#### Provided material:
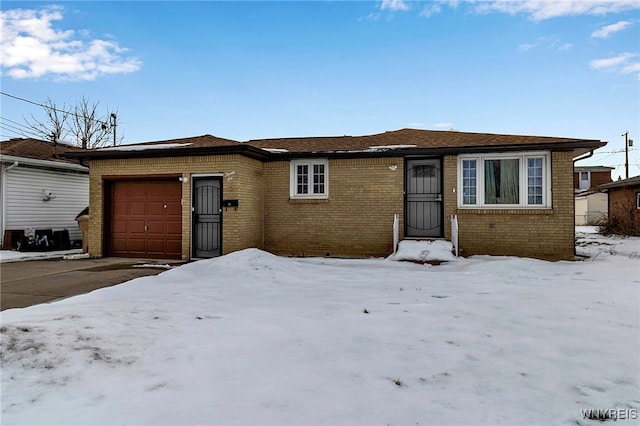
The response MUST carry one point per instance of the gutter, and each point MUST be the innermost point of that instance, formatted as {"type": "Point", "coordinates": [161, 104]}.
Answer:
{"type": "Point", "coordinates": [43, 163]}
{"type": "Point", "coordinates": [583, 158]}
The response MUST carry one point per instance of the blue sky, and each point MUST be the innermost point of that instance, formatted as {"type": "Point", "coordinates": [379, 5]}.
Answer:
{"type": "Point", "coordinates": [244, 70]}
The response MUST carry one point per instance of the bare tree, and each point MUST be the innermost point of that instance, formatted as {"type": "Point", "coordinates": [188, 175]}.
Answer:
{"type": "Point", "coordinates": [90, 129]}
{"type": "Point", "coordinates": [83, 123]}
{"type": "Point", "coordinates": [54, 127]}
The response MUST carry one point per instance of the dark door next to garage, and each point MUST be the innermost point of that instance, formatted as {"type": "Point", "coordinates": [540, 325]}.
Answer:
{"type": "Point", "coordinates": [206, 217]}
{"type": "Point", "coordinates": [145, 218]}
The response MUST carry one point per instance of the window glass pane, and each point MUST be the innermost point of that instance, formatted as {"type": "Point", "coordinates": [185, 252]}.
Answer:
{"type": "Point", "coordinates": [534, 181]}
{"type": "Point", "coordinates": [501, 181]}
{"type": "Point", "coordinates": [302, 179]}
{"type": "Point", "coordinates": [469, 182]}
{"type": "Point", "coordinates": [318, 178]}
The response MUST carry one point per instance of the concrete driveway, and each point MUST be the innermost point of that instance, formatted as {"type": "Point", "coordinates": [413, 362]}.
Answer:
{"type": "Point", "coordinates": [32, 282]}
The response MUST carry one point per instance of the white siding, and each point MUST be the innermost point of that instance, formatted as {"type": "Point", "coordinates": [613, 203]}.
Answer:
{"type": "Point", "coordinates": [24, 208]}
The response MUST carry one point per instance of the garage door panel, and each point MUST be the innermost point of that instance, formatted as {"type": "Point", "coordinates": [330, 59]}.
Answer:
{"type": "Point", "coordinates": [174, 209]}
{"type": "Point", "coordinates": [137, 227]}
{"type": "Point", "coordinates": [140, 224]}
{"type": "Point", "coordinates": [155, 227]}
{"type": "Point", "coordinates": [174, 227]}
{"type": "Point", "coordinates": [137, 208]}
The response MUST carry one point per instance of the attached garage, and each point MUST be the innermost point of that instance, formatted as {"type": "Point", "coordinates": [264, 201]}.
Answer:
{"type": "Point", "coordinates": [144, 218]}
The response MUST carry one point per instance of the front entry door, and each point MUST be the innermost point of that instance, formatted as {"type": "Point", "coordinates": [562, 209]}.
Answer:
{"type": "Point", "coordinates": [206, 217]}
{"type": "Point", "coordinates": [423, 198]}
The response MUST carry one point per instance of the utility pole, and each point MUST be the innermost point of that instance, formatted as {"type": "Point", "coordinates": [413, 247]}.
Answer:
{"type": "Point", "coordinates": [627, 143]}
{"type": "Point", "coordinates": [113, 123]}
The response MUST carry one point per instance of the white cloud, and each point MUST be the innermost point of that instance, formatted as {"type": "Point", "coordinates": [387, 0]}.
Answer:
{"type": "Point", "coordinates": [623, 63]}
{"type": "Point", "coordinates": [612, 62]}
{"type": "Point", "coordinates": [31, 47]}
{"type": "Point", "coordinates": [607, 30]}
{"type": "Point", "coordinates": [631, 68]}
{"type": "Point", "coordinates": [526, 46]}
{"type": "Point", "coordinates": [394, 5]}
{"type": "Point", "coordinates": [540, 10]}
{"type": "Point", "coordinates": [430, 10]}
{"type": "Point", "coordinates": [443, 125]}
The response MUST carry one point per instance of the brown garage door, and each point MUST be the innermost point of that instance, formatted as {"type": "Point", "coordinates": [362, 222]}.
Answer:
{"type": "Point", "coordinates": [145, 219]}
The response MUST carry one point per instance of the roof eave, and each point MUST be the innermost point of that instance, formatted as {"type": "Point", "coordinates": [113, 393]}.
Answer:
{"type": "Point", "coordinates": [246, 150]}
{"type": "Point", "coordinates": [578, 150]}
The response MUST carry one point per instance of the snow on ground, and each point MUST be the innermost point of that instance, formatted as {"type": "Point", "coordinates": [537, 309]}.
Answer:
{"type": "Point", "coordinates": [18, 256]}
{"type": "Point", "coordinates": [252, 338]}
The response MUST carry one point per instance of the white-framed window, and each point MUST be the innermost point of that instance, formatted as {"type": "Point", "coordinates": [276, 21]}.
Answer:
{"type": "Point", "coordinates": [585, 180]}
{"type": "Point", "coordinates": [309, 179]}
{"type": "Point", "coordinates": [507, 180]}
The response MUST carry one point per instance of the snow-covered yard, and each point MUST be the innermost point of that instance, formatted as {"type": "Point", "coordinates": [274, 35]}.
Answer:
{"type": "Point", "coordinates": [251, 338]}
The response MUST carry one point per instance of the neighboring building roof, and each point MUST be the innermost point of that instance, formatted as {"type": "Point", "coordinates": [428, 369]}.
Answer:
{"type": "Point", "coordinates": [37, 149]}
{"type": "Point", "coordinates": [632, 181]}
{"type": "Point", "coordinates": [196, 145]}
{"type": "Point", "coordinates": [399, 142]}
{"type": "Point", "coordinates": [408, 139]}
{"type": "Point", "coordinates": [593, 169]}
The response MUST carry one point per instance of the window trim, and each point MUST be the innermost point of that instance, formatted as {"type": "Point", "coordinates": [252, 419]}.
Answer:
{"type": "Point", "coordinates": [522, 156]}
{"type": "Point", "coordinates": [293, 179]}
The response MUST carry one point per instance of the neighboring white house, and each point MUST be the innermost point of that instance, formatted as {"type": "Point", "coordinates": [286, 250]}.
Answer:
{"type": "Point", "coordinates": [591, 207]}
{"type": "Point", "coordinates": [39, 188]}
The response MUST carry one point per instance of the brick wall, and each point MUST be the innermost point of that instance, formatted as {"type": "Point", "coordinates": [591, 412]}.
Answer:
{"type": "Point", "coordinates": [356, 220]}
{"type": "Point", "coordinates": [241, 180]}
{"type": "Point", "coordinates": [540, 233]}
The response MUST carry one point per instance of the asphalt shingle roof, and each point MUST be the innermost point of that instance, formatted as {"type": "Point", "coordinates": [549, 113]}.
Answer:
{"type": "Point", "coordinates": [38, 149]}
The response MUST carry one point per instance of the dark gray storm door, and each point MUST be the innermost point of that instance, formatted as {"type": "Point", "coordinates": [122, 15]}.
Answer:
{"type": "Point", "coordinates": [206, 233]}
{"type": "Point", "coordinates": [423, 198]}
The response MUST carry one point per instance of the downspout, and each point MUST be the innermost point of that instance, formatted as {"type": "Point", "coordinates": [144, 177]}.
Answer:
{"type": "Point", "coordinates": [4, 198]}
{"type": "Point", "coordinates": [575, 253]}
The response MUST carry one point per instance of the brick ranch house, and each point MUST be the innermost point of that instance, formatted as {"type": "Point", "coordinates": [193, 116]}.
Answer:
{"type": "Point", "coordinates": [205, 196]}
{"type": "Point", "coordinates": [624, 202]}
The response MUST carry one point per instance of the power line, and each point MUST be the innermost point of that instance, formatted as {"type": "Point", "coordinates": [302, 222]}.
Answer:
{"type": "Point", "coordinates": [20, 131]}
{"type": "Point", "coordinates": [53, 108]}
{"type": "Point", "coordinates": [19, 126]}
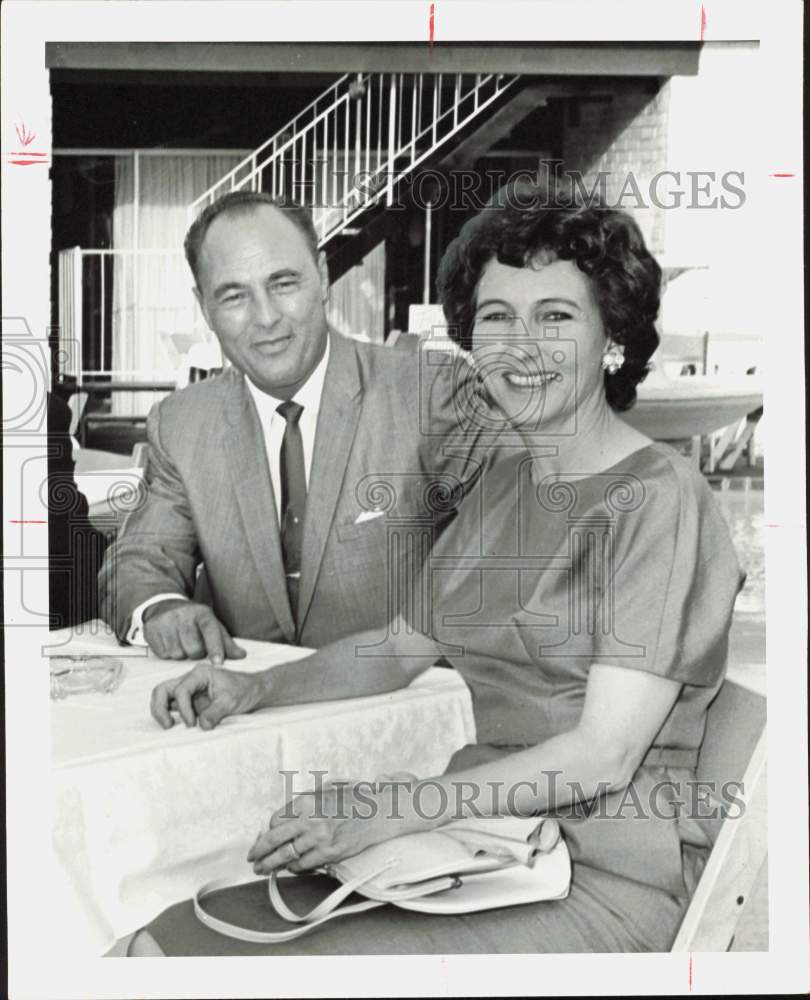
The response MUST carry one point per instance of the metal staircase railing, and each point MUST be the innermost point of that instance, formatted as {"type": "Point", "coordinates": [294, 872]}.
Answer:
{"type": "Point", "coordinates": [358, 140]}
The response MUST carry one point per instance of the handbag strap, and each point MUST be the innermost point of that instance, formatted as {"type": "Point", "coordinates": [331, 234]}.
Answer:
{"type": "Point", "coordinates": [324, 911]}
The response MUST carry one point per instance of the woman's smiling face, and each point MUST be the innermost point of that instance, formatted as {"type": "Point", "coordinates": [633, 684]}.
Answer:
{"type": "Point", "coordinates": [538, 340]}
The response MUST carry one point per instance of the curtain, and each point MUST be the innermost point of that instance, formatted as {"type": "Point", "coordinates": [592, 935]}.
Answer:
{"type": "Point", "coordinates": [155, 317]}
{"type": "Point", "coordinates": [357, 299]}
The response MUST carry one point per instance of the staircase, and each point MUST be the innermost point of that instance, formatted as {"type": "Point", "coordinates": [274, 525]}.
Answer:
{"type": "Point", "coordinates": [357, 141]}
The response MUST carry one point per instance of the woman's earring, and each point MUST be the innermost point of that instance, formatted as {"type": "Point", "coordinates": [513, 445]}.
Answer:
{"type": "Point", "coordinates": [613, 359]}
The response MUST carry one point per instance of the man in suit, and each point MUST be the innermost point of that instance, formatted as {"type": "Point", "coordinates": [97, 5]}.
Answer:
{"type": "Point", "coordinates": [266, 475]}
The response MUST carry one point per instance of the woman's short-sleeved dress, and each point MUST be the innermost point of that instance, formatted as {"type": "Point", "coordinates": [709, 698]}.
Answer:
{"type": "Point", "coordinates": [633, 567]}
{"type": "Point", "coordinates": [530, 585]}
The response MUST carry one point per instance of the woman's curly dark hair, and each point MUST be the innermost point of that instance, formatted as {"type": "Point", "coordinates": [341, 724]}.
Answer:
{"type": "Point", "coordinates": [526, 220]}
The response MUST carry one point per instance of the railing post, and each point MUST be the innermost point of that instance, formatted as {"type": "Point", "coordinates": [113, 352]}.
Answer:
{"type": "Point", "coordinates": [392, 124]}
{"type": "Point", "coordinates": [76, 268]}
{"type": "Point", "coordinates": [428, 234]}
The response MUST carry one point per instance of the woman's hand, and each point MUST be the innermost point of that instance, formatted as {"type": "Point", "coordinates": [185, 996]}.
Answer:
{"type": "Point", "coordinates": [321, 828]}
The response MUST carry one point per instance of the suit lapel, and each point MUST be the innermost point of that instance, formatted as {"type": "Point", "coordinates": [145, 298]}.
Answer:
{"type": "Point", "coordinates": [338, 417]}
{"type": "Point", "coordinates": [245, 453]}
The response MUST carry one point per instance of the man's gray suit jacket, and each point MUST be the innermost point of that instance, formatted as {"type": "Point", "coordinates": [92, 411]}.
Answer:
{"type": "Point", "coordinates": [387, 425]}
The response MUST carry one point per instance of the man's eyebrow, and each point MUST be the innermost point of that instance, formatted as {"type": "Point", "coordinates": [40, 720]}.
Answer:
{"type": "Point", "coordinates": [228, 286]}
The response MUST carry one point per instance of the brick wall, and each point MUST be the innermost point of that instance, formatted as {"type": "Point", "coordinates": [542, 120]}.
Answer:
{"type": "Point", "coordinates": [625, 135]}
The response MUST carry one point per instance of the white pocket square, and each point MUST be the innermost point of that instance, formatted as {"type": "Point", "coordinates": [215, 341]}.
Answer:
{"type": "Point", "coordinates": [368, 515]}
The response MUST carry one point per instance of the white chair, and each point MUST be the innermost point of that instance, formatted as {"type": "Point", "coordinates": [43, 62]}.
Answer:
{"type": "Point", "coordinates": [734, 750]}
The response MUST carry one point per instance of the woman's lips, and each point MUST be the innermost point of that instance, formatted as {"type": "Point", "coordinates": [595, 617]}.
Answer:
{"type": "Point", "coordinates": [534, 381]}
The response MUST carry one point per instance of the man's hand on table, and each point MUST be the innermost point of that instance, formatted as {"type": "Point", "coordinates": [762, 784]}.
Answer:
{"type": "Point", "coordinates": [181, 629]}
{"type": "Point", "coordinates": [206, 694]}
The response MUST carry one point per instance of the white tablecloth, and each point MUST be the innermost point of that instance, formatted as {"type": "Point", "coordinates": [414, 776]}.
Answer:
{"type": "Point", "coordinates": [143, 816]}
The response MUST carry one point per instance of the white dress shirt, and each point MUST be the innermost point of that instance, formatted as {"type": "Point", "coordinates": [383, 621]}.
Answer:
{"type": "Point", "coordinates": [273, 425]}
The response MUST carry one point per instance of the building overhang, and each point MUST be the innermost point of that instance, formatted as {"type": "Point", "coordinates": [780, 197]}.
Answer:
{"type": "Point", "coordinates": [625, 59]}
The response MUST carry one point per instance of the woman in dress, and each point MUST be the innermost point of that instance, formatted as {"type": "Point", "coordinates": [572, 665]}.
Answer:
{"type": "Point", "coordinates": [584, 593]}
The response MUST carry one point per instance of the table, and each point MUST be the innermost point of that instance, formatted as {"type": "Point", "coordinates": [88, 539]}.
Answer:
{"type": "Point", "coordinates": [143, 816]}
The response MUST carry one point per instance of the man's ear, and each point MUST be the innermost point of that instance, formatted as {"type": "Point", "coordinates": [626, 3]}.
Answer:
{"type": "Point", "coordinates": [323, 272]}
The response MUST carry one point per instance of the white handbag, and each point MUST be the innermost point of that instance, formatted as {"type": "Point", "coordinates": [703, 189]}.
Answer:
{"type": "Point", "coordinates": [468, 865]}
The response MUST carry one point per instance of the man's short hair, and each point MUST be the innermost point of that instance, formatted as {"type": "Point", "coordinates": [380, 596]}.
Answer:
{"type": "Point", "coordinates": [245, 201]}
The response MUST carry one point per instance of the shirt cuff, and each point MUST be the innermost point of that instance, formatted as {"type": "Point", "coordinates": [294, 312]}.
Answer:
{"type": "Point", "coordinates": [135, 634]}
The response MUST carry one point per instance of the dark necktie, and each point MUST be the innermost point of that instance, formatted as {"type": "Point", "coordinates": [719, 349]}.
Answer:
{"type": "Point", "coordinates": [293, 498]}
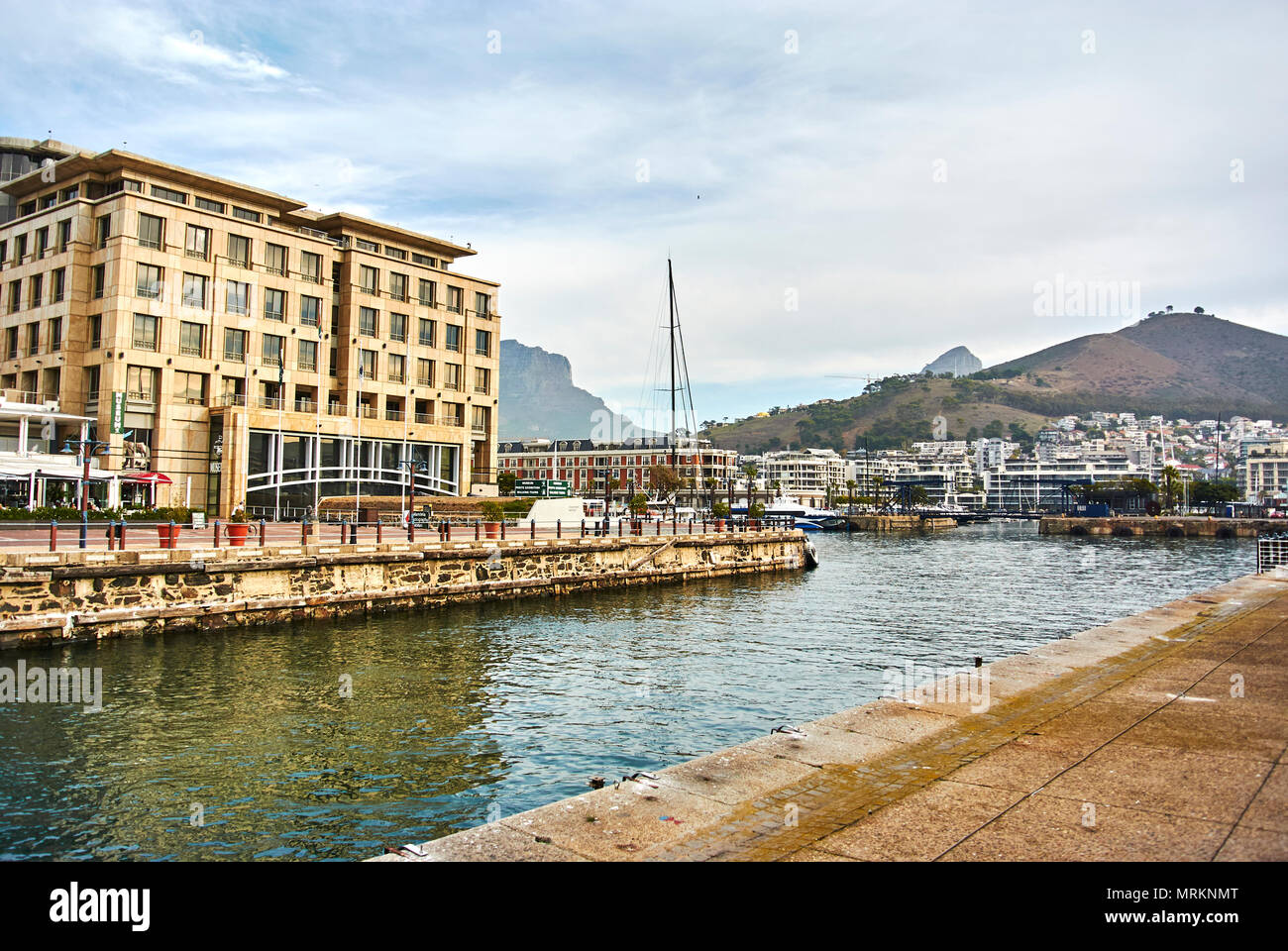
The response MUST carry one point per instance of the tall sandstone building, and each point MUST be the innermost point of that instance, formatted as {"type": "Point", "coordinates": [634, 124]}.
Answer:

#### What the task asks:
Among the lines of the preceding listing, count those that contain the string "gray"; state the count and nothing further.

#### Final answer:
2